══ Passage fourni

Aux origines du peuplement de l’Afrique du Nord (1ère partie)

L’origine des Amazighs (Berbères) est un sujet qui a toujours suscité des débats. Il l’est encore plus aujourd’hui en raison sans doute des enjeux identitaires, culturels et historiques qu’il génère. Ce débat avance au rythme des nouvelles données des recherches et études qui ne cessent de s’enrichir à la lumière des fouilles archéologiques, sous l’éclairage de certaines disciplines comme l’anthropologie, la préhistoire, la paléontologie, la linguistique… C’est ainsi que certaines thèses établies qualifiées de  théories diffusionnistes de type humain-civilisation[1] sont réexaminées ou remises en question pour fonder d’autres plus convaincantes. Avant que ces découvertes n’apportent donc des éclaircissements sur l’origine des Amazighs, certains chercheurs lui trouvent une origine européenne, d’autres, orientale. Gabriel Camps, préhistorien et spécialiste de l’Afrique du Nord, en homme averti écrivait : «  Et si les Berbères ne venaient de nulle part ? » [2]

Dans cet article, nous allons donc relater à travers les récentes découvertes archéologiques dans les domaines notamment de la préhistoire, de la paléontologie, de la linguistique de ce groupement humain auquel nous appartenons, qui nous caractérise et fait notre fierté. Mais avant de commencer cette quête identitaire, nous allons tout d’abord commencer par définir  les notions de préhistoire et d’histoire.

Préhistoire/Histoire

On a l’habitude d’appeler histoire un ensemble d’événements passés dans lequel s’inscrit l’homme. Cependant, les spécialistes, eux, proposent d’autres définitions. Il y a la préhistoire et l’histoire.

════
══ Données extraites

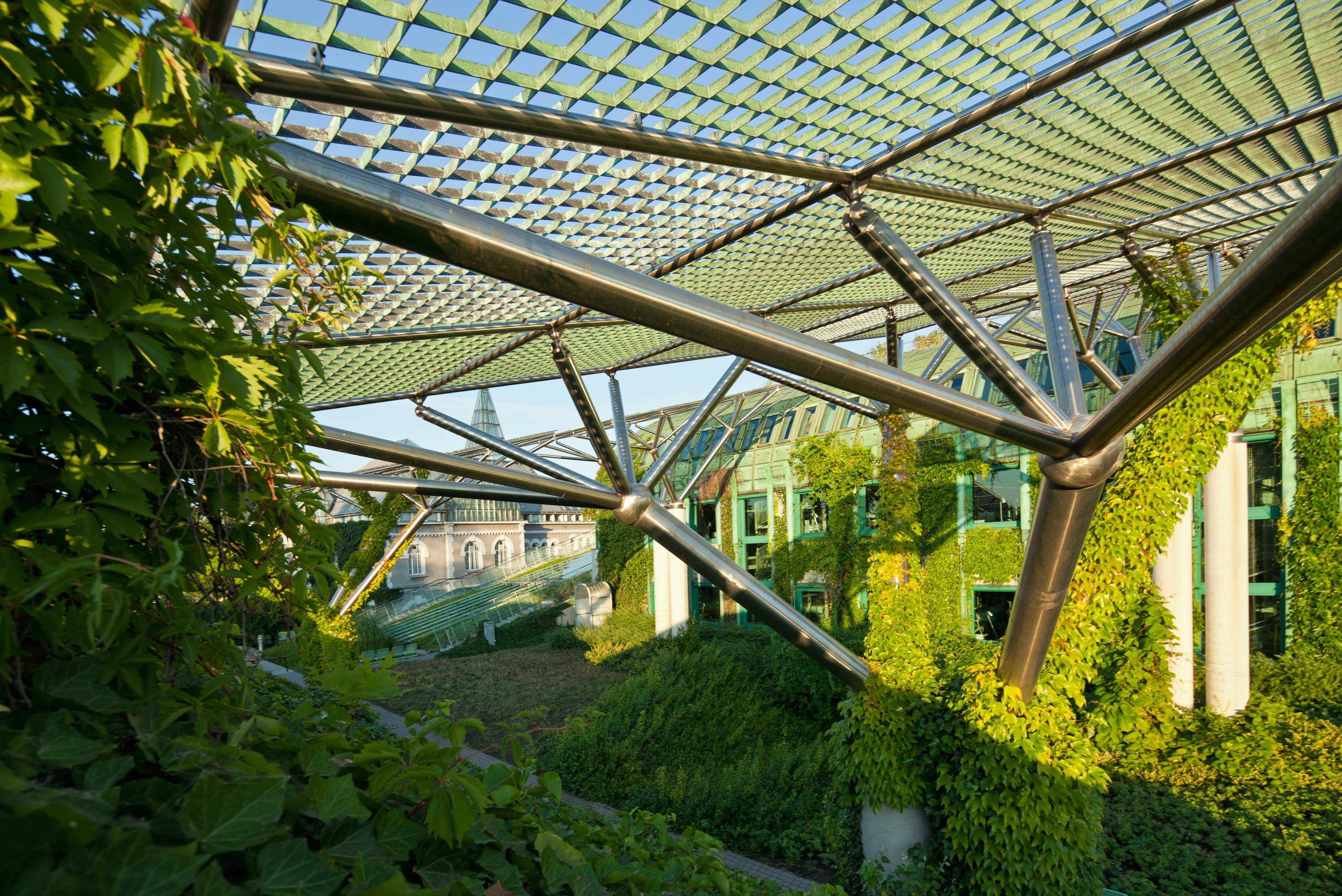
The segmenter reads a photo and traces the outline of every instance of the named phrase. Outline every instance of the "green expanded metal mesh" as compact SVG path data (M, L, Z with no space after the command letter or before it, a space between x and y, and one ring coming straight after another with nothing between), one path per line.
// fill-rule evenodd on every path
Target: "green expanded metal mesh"
M851 162L973 106L1032 72L1164 12L1161 3L839 3L784 0L439 0L322 3L242 0L229 44L327 67ZM1342 94L1342 0L1247 0L1147 44L1066 87L1004 113L890 173L1013 200L1043 201ZM809 186L794 177L345 106L254 97L259 127L354 166L637 270ZM1075 207L1114 221L1292 170L1338 154L1334 121L1318 117L1275 135L1100 194ZM1302 197L1308 174L1165 221L1188 232ZM868 200L919 245L1000 213L872 193ZM671 275L738 307L765 306L867 267L841 227L837 200L766 228ZM1229 237L1283 217L1241 221ZM1092 232L1053 221L1059 243ZM413 390L515 334L471 329L539 322L566 304L393 245L345 247L385 276L356 333L466 327L444 338L322 349L325 381L311 402ZM956 278L1028 255L1015 225L929 256ZM1108 255L1117 237L1060 252L1062 266ZM246 240L225 258L247 278L262 321L283 310L272 268ZM1121 259L1064 282L1121 272ZM956 284L960 295L1029 294L1017 266ZM1088 290L1090 287L1087 287ZM1121 282L1110 286L1114 295ZM876 333L900 291L884 275L827 292L774 317L819 338ZM1088 294L1088 292L1087 292ZM1000 300L985 299L985 303ZM815 306L815 307L808 307ZM896 309L913 315L913 306ZM843 315L837 322L833 318ZM910 319L905 329L926 323ZM565 341L588 369L609 368L671 338L629 325L576 327ZM682 346L658 362L711 354ZM533 342L452 382L478 388L553 373Z

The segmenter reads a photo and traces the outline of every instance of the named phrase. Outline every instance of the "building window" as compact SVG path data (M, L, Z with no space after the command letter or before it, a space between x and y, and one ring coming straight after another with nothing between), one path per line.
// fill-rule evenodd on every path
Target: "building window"
M797 495L801 507L801 534L812 535L825 531L829 522L829 507L815 492Z
M1245 447L1249 459L1249 507L1280 507L1282 443L1271 439Z
M722 594L711 585L699 586L699 621L722 621Z
M1016 590L974 589L974 634L985 641L1000 641L1011 621Z
M994 469L988 476L974 476L973 520L976 523L1019 522L1020 484L1020 467Z
M718 506L696 504L694 508L694 530L705 541L714 541L718 537Z
M752 538L756 535L769 537L769 500L765 495L756 495L753 498L746 498L742 502L745 516L745 535Z

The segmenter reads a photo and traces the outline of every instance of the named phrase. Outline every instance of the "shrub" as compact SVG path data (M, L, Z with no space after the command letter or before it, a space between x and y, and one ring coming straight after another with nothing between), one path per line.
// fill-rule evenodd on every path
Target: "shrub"
M823 734L837 718L824 673L762 629L691 626L631 655L639 671L589 726L537 740L541 766L582 797L675 813L729 848L819 860L835 762Z

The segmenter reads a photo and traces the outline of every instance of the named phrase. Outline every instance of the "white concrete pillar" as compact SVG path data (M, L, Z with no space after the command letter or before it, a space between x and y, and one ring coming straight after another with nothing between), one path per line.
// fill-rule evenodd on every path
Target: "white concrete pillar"
M652 621L658 637L671 633L671 554L652 542Z
M1249 702L1248 449L1231 433L1202 484L1206 706L1235 715Z
M667 508L682 523L684 507ZM684 562L652 542L654 621L659 636L671 637L690 621L690 575Z
M862 857L879 861L888 873L895 865L909 860L914 846L931 845L931 824L922 806L909 806L895 811L890 806L874 810L862 803Z
M688 519L684 504L667 510L682 523ZM690 567L671 551L666 551L666 557L668 621L671 622L671 634L680 634L690 624Z
M1193 502L1189 498L1184 516L1165 551L1155 558L1151 581L1165 597L1165 606L1174 616L1174 630L1168 647L1170 692L1174 706L1193 708Z

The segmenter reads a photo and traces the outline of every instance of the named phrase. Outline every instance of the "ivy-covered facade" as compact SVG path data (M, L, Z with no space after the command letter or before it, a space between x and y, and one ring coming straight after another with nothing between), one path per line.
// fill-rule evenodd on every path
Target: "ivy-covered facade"
M1135 323L1135 314L1122 318L1121 323ZM1271 389L1259 397L1243 421L1244 440L1249 445L1249 492L1245 502L1249 518L1252 649L1267 655L1280 653L1294 637L1287 622L1287 563L1280 542L1283 514L1292 506L1296 492L1299 421L1312 413L1333 417L1338 413L1342 341L1337 338L1335 319L1321 329L1319 337L1321 343L1312 353L1283 355ZM1149 333L1143 343L1146 351L1154 351L1158 337ZM910 350L902 366L919 373L935 350L935 345ZM1096 353L1121 377L1134 372L1133 353L1123 339L1102 337L1096 341ZM1019 350L1015 354L1027 372L1049 388L1044 353ZM956 355L950 354L941 370L954 359ZM1083 374L1088 404L1095 410L1108 393L1088 370ZM972 368L947 382L965 394L1005 404L997 389ZM726 413L719 408L718 416L730 423L733 410L754 408L772 390L766 386L730 396ZM803 440L835 435L843 443L875 452L880 445L880 427L858 412L782 388L747 420L737 421L723 447L709 459L709 471L698 476L690 495L682 495L725 428L722 420L710 420L690 440L670 475L672 491L684 500L688 522L745 569L780 594L790 597L797 609L815 618L827 616L831 612L827 602L829 583L824 574L797 569L797 563L792 562L788 571L794 578L781 581L782 577L777 575L780 547L805 549L808 542L819 542L829 527L832 514L813 483L798 475L793 463L794 449ZM1039 473L1037 468L1032 473L1032 455L1016 445L919 416L911 418L909 436L918 449L923 553L933 554L954 542L962 582L962 625L977 637L998 640L1005 632L1015 596L1015 574L1031 526L1032 494L1037 490ZM856 528L859 535L871 535L875 533L878 498L875 480L860 491L854 507ZM1194 514L1197 594L1201 600L1200 495ZM691 571L690 578L694 618L752 622L742 608L723 600L695 573ZM953 596L947 594L947 598L953 600ZM650 579L650 609L655 602ZM859 604L866 604L864 592L859 593Z

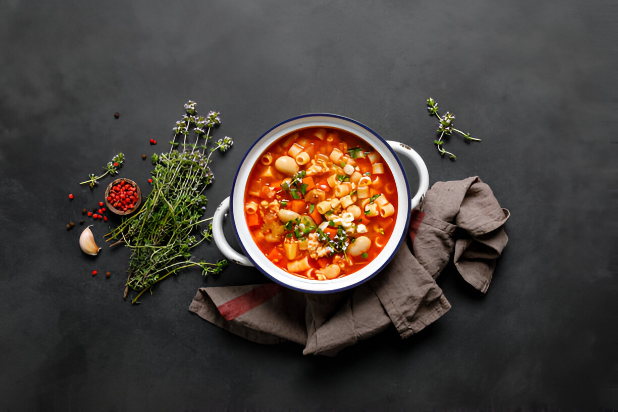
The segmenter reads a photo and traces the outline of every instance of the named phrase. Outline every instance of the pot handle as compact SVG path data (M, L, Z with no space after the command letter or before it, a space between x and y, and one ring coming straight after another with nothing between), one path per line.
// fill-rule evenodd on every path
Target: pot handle
M418 203L420 202L421 198L425 195L425 192L427 191L427 189L429 188L429 172L427 170L427 166L425 165L425 162L423 161L423 158L421 158L420 155L407 145L393 140L387 140L386 143L390 145L392 149L396 153L399 154L403 154L409 159L414 164L417 168L417 171L418 172L418 191L417 191L417 194L412 197L412 200L410 201L410 209L414 209L418 206Z
M230 210L230 198L226 198L221 204L217 208L213 216L213 238L214 243L223 253L224 256L229 260L242 264L244 266L253 266L253 264L244 254L239 253L227 243L226 235L223 233L223 219Z

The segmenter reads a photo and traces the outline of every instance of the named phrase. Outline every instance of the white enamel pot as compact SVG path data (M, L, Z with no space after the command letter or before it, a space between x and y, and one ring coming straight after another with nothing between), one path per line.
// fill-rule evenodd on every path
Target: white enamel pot
M377 150L392 172L398 196L398 211L392 234L384 249L362 269L347 276L329 280L314 280L290 274L271 262L260 250L251 237L245 220L245 190L253 166L264 151L274 142L290 133L309 127L332 128L357 136ZM410 195L408 179L397 155L414 164L419 185ZM265 133L245 155L234 177L231 195L217 208L213 219L213 235L217 247L230 261L241 265L255 266L274 282L292 289L311 293L329 293L345 290L366 282L382 270L399 250L408 233L410 216L413 208L429 187L429 173L420 156L406 145L387 141L366 126L335 114L304 114L286 120ZM229 212L239 244L243 254L234 250L225 238L223 222Z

════

## Travail à faire
**A)** Quelles sont la discipline et la spécialité de Gabriel Camps d'après le passage ?
**B)** Recopiez la partie du passage qui va de « On a l’habitude » à « préhistoire et l’histoire. ».
Les données ne servent pas ici.

## Réponses
**A)** Il est préhistorien et spécialiste de l'Afrique du Nord.

**B)**
On a l’habitude d’appeler histoire un ensemble d’événements passés dans lequel s’inscrit l’homme. Cependant, les spécialistes, eux, proposent d’autres définitions. Il y a la préhistoire et l’histoire.